__Instructions to follow__. Transcribe the listing that follows in full, omitting pictures.

Position annotation records

....................

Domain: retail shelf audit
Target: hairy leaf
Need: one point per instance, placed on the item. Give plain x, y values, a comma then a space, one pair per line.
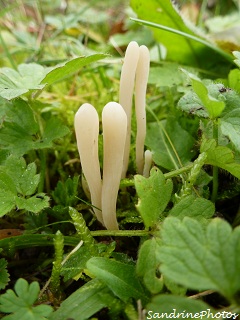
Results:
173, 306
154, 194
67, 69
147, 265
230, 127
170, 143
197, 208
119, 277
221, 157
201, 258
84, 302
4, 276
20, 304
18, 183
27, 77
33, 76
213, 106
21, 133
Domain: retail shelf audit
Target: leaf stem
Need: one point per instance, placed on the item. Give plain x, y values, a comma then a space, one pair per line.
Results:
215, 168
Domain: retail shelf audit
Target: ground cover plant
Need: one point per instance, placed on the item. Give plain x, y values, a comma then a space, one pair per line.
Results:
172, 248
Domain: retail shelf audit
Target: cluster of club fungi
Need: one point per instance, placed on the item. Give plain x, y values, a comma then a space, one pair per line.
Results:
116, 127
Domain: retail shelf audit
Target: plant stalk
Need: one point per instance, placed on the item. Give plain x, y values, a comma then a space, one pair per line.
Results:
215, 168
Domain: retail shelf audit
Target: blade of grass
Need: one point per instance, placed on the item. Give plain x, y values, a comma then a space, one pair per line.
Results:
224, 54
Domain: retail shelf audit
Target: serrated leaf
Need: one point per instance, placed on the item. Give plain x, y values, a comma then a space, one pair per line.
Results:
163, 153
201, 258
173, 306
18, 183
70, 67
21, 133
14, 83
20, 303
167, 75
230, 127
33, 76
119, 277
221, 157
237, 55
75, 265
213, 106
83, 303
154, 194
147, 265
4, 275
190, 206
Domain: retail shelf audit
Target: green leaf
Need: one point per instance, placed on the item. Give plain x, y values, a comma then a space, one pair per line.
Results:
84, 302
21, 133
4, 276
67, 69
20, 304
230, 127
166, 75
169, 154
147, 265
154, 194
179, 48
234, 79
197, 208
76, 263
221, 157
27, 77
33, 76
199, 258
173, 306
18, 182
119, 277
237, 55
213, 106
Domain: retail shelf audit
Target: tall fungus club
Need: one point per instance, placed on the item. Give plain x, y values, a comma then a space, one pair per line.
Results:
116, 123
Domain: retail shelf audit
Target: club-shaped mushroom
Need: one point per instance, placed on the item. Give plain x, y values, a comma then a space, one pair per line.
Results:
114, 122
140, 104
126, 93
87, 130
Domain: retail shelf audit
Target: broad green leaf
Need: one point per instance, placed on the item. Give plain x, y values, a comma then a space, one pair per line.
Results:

....................

__Correct output__.
Domain: retail shelf audit
Target: hairy leaf
Need: one point per instance, placed on the item. Give plain x, y values, a comma then a space, one pair per line.
Results:
173, 306
154, 194
67, 69
147, 265
230, 127
170, 143
197, 208
119, 277
221, 157
201, 258
84, 302
4, 276
20, 304
18, 183
27, 77
33, 76
213, 106
21, 133
Domain: retail shelf audit
Target: leaf stem
Need: one point per instance, placed on the item. Give plain x, y values, a comma then a space, one pair per line.
Results:
215, 168
Domain: retail shelf audit
Target: ground cover plant
Need: one point per instance, placed on the item. Give plain x, y values, a comma then a space, one pair per line.
Results:
172, 248
Domain: retail shelf audit
Target: cluster of club fungi
Need: one point per instance, placed on the item. Give plain x, y values, a comma then a space, one pair per line.
Results:
116, 127
Domain: retail shelf audit
Target: plant stalk
Need: one point per instance, placed on the item. Give plain x, y values, a comma then a space, one pair per line.
Results:
215, 168
Domain: retail shelf audit
Target: blade of grass
Need: one point per instance, placed on the item. Give plain x, y values, a comma then a space, one pair per line.
Results:
224, 54
Domain: retail shelf audit
Target: serrated leaf
Need: one point per instance, placed on the item. Give plain x, y values, a comma then a space, one pair per line.
Results:
163, 153
201, 258
173, 306
18, 183
70, 67
21, 133
14, 83
20, 303
167, 75
230, 127
33, 76
119, 277
221, 157
237, 55
75, 265
213, 106
83, 303
154, 194
147, 265
4, 275
190, 206
Domain: retail shelf audit
Target: green leaf
Need: one point per instance, placed on the item. Give plain x, y values, a comma then a space, one pair per line.
Results:
84, 302
21, 133
4, 276
67, 69
20, 304
230, 127
166, 75
169, 154
147, 265
154, 194
179, 48
234, 79
197, 208
76, 263
221, 157
27, 77
33, 76
199, 258
173, 306
18, 182
119, 277
237, 55
213, 106
Domain: retail shelf audit
Target: tall fungus club
Need: one point per instance, placed on the item. Give plain x, y values, a comma then a space, one pair per line.
Results:
116, 123
Domain: retail shelf audit
Target: club-shaped mushroom
Need: one point per instance, placed on the item. Give plain x, y values, a comma then a space, one pair per line.
Results:
114, 122
140, 104
126, 93
87, 130
Domain: retail shelf audit
Target: broad green leaf
Need: one point per instance, placed on the item. Give plain x, y values, a comma then a space, one pair per line.
Results:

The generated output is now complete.